▶ _Task instructions_:
Turn the material below, from the line with "of the window" to the line with "x=106, y=182", both included, into a Markdown table with the columns Row and Text, numbering each line and leaving out blank lines.

▶ _Data rows_:
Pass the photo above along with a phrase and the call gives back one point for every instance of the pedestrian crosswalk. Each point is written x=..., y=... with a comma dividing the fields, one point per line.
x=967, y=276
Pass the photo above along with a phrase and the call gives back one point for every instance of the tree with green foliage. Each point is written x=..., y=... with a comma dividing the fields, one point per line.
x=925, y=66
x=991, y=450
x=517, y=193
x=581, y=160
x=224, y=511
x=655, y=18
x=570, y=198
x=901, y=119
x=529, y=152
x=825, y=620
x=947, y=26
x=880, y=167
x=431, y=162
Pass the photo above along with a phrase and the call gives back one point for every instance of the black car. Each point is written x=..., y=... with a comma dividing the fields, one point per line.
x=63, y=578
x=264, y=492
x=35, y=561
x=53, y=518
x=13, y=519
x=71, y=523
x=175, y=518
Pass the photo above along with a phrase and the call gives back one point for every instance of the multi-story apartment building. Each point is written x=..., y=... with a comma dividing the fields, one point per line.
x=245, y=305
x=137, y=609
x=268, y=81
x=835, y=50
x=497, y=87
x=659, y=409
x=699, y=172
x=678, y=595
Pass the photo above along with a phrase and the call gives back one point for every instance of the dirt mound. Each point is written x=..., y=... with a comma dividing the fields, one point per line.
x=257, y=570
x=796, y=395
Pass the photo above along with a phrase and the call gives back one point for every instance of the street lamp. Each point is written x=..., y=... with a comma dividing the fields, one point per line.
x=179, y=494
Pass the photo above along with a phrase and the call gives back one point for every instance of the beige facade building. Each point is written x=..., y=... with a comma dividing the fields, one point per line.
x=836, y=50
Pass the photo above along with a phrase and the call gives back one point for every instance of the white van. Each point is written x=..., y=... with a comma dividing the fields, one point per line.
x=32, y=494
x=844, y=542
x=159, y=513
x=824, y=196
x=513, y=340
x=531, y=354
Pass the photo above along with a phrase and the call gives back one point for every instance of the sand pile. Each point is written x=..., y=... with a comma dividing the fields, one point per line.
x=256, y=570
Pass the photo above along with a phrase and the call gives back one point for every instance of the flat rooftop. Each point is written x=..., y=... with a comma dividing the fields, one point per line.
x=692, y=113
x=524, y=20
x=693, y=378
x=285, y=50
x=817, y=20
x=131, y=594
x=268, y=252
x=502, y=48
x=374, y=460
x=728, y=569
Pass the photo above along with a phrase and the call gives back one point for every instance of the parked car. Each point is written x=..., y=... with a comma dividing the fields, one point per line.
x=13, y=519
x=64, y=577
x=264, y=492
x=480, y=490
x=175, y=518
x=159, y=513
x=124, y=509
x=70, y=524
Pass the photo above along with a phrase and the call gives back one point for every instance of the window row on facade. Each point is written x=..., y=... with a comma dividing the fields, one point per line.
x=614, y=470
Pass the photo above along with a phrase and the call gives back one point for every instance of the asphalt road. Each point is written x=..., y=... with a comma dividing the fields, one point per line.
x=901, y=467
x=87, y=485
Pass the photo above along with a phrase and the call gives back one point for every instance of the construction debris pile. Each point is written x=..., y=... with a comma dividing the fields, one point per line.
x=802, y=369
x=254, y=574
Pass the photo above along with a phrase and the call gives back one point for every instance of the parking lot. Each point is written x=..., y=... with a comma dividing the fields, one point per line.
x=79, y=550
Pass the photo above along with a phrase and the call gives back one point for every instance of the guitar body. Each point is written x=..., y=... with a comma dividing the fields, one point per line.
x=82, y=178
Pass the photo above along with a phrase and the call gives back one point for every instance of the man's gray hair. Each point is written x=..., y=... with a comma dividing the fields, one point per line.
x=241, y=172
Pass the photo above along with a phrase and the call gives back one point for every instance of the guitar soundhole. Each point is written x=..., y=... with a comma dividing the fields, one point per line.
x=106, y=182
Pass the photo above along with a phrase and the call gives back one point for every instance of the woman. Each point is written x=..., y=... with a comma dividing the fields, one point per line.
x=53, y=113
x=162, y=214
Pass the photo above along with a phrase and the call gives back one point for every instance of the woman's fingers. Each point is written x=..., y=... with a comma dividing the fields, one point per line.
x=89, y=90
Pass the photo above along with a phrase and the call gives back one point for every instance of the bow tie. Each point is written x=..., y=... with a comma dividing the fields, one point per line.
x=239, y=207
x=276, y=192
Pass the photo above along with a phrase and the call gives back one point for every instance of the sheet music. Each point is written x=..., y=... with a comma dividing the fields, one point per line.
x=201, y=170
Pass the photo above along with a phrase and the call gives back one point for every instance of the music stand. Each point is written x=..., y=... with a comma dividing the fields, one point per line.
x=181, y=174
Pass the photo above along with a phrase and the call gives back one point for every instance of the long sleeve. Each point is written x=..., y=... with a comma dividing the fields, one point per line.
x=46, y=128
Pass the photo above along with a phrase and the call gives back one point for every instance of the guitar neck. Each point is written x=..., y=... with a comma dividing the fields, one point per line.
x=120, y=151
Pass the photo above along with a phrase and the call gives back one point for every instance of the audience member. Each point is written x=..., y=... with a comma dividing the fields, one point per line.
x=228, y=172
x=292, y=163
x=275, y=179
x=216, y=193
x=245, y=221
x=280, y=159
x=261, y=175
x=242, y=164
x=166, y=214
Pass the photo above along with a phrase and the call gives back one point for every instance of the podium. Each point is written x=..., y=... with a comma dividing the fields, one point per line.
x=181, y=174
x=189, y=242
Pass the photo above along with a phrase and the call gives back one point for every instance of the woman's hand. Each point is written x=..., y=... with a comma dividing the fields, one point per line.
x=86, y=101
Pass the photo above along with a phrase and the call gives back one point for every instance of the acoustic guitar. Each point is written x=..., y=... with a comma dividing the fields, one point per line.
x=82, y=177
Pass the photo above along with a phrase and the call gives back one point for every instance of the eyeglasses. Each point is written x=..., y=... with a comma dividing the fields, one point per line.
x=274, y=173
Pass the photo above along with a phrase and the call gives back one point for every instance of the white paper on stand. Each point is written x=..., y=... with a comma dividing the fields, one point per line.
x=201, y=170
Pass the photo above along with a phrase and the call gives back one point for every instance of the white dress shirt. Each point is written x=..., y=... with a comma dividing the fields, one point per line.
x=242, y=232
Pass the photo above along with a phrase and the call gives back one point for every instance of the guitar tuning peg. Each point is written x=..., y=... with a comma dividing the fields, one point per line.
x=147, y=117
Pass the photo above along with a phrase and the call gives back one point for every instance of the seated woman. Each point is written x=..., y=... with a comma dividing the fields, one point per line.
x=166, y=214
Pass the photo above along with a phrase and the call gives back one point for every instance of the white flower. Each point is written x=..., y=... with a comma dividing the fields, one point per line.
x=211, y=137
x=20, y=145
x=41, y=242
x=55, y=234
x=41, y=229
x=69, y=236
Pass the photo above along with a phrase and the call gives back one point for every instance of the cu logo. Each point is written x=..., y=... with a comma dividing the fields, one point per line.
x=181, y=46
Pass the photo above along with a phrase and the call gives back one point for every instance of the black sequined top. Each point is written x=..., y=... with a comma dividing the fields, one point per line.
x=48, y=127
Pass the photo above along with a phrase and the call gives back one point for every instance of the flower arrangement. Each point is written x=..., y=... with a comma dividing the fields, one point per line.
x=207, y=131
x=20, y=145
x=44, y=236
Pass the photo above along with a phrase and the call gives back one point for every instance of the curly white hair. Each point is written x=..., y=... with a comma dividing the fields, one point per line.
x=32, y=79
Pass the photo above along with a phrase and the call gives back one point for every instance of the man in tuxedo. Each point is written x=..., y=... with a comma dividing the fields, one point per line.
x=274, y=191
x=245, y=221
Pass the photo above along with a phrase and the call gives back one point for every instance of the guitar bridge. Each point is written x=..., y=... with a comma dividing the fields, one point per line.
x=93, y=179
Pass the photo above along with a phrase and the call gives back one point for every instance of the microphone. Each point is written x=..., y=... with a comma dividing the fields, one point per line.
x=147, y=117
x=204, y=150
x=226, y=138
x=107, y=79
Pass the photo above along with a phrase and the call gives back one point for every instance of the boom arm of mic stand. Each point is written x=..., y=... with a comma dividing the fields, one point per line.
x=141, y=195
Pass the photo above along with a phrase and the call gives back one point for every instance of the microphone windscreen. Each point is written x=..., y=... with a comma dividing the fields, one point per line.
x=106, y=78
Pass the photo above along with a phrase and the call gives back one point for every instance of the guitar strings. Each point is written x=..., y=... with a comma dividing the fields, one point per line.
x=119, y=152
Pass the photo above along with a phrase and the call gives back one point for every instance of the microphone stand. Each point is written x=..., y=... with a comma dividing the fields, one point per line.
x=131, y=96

▶ _Result of this task_:
| Row | Text |
|---|---|
| 1 | Pass the photo above along with a phrase and the call gives back one point for every instance of the window row on facade. Each point is written x=..., y=... with a comma dividing the fields, one point per line. |
| 2 | x=614, y=470 |
| 3 | Pass the photo above along with a phrase and the call gives back one point for every instance of the asphalt road. Each point is written x=..., y=... with a comma dividing the fields, one point per line. |
| 4 | x=901, y=467 |
| 5 | x=87, y=485 |
| 6 | Pass the photo above along with a phrase and the call gives back one point for every instance of the construction debris pile. Each point is written x=..., y=... with a comma dividing the fields, one point per line. |
| 7 | x=802, y=369 |
| 8 | x=254, y=574 |
| 9 | Pass the photo above along with a phrase and the call gives back one point for every instance of the parking lot. Each point is written x=..., y=... with a comma dividing the fields, one point per line. |
| 10 | x=79, y=550 |
| 11 | Pass the photo above along with a phrase and the call gives back one point for every instance of the guitar body. Each point is written x=..., y=... with a comma dividing the fields, one point per line. |
| 12 | x=82, y=178 |
| 13 | Pass the photo above along with a phrase and the call gives back one point for every instance of the man's gray hair. Each point is written x=..., y=... with a comma dividing the fields, one point per line. |
| 14 | x=241, y=172 |
| 15 | Pass the photo above along with a phrase and the call gives back one point for every instance of the guitar soundhole. Each point is written x=..., y=... with a comma dividing the fields, one point per line. |
| 16 | x=106, y=182 |